__GIVEN DATA__:
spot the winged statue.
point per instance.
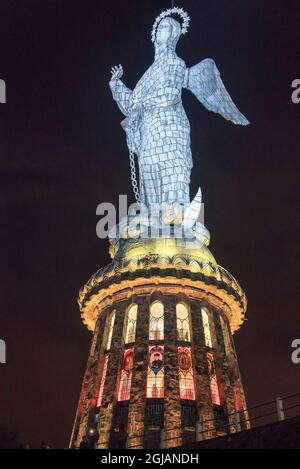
(156, 125)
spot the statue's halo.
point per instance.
(178, 11)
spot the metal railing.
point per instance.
(279, 412)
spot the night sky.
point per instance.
(62, 152)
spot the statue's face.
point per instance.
(164, 32)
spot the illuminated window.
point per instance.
(156, 324)
(238, 400)
(186, 374)
(206, 328)
(102, 382)
(214, 387)
(109, 328)
(131, 324)
(227, 341)
(126, 375)
(183, 324)
(155, 372)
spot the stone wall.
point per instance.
(137, 426)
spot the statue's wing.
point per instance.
(205, 82)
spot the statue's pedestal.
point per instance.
(120, 301)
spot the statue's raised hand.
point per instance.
(116, 72)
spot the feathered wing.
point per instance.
(204, 81)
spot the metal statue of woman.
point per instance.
(157, 127)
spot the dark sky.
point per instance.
(62, 152)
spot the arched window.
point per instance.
(183, 323)
(131, 324)
(226, 336)
(206, 328)
(156, 323)
(186, 373)
(155, 372)
(214, 385)
(110, 328)
(126, 375)
(102, 382)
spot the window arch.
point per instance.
(126, 375)
(226, 335)
(214, 384)
(156, 323)
(155, 372)
(102, 380)
(183, 323)
(131, 324)
(110, 328)
(206, 328)
(186, 373)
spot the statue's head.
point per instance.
(166, 30)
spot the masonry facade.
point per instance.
(162, 368)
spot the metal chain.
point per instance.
(134, 183)
(133, 177)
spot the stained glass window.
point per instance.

__THE PROBLEM__:
Write out each entry exactly as given, omitting any picture.

__FINISHED TASK__:
spot the winged statue.
point per instance.
(156, 125)
spot the statue's halo.
point per instance.
(178, 11)
spot the metal railing.
point per instance.
(279, 412)
spot the night sky.
point per instance.
(62, 152)
spot the statue's face.
point per instance.
(164, 32)
spot the illuminated window.
point per instance.
(156, 324)
(238, 400)
(186, 374)
(206, 328)
(102, 382)
(214, 387)
(109, 328)
(131, 324)
(227, 341)
(126, 375)
(183, 324)
(155, 372)
spot the stone wall.
point per instance.
(137, 426)
spot the statue's wing.
point per instance.
(205, 82)
spot the statue's pedestal.
point per instance.
(120, 301)
spot the statue's raised hand.
point per instance.
(116, 72)
spot the feathered wing.
point per instance.
(204, 81)
spot the metal statue of woman.
point per instance.
(157, 127)
spot the dark sky.
point per instance.
(62, 152)
spot the arched window.
point per instance.
(183, 323)
(131, 324)
(226, 336)
(206, 328)
(156, 323)
(186, 373)
(155, 372)
(214, 385)
(110, 328)
(126, 375)
(102, 382)
spot the window arch.
point per instance.
(126, 375)
(226, 335)
(214, 384)
(156, 323)
(155, 372)
(102, 380)
(183, 323)
(131, 324)
(110, 328)
(206, 328)
(186, 373)
spot the statue's head.
point per instance.
(166, 30)
spot the masonry facade.
point per instance.
(162, 368)
spot the metal chain.
point per instance.
(134, 183)
(133, 177)
spot the stained glass window.
point per instance.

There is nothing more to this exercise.